EXERCISE INSTRUCTIONS – Copy every entry below with "Drop a marker" swapped for "Place a point" and all other text left as it is. Leave the pictures out of your answer.

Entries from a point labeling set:
┄┄┄┄┄┄┄┄┄┄┄┄┄┄┄┄┄┄┄┄

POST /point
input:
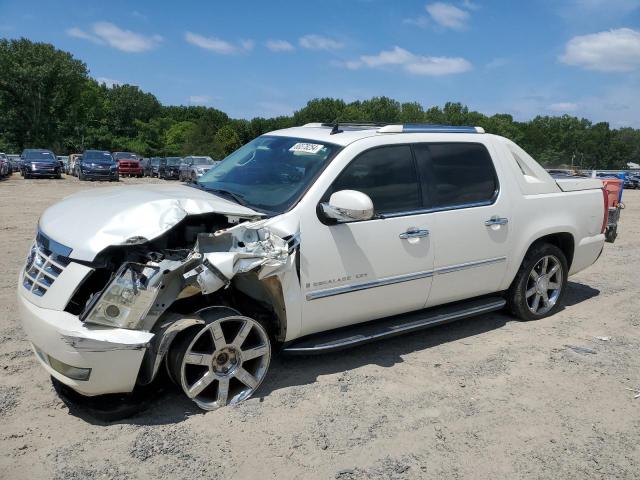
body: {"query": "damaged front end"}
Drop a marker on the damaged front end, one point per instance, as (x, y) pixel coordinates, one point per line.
(158, 285)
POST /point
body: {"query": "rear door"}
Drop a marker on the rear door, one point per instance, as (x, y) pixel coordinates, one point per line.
(471, 229)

┄┄┄┄┄┄┄┄┄┄┄┄┄┄┄┄┄┄┄┄

RESPONSE TO THIS EXERCISE –
POST /point
input:
body: {"query": "damaged front end"}
Place a point on the damaged front end, one point per instance, as (x, y) pixel coordinates, one point per line.
(158, 285)
POST /point
body: {"query": "rear door"}
Place a point on the rear door, one point per instance, as (x, y) pixel coordinates, one point per line.
(471, 229)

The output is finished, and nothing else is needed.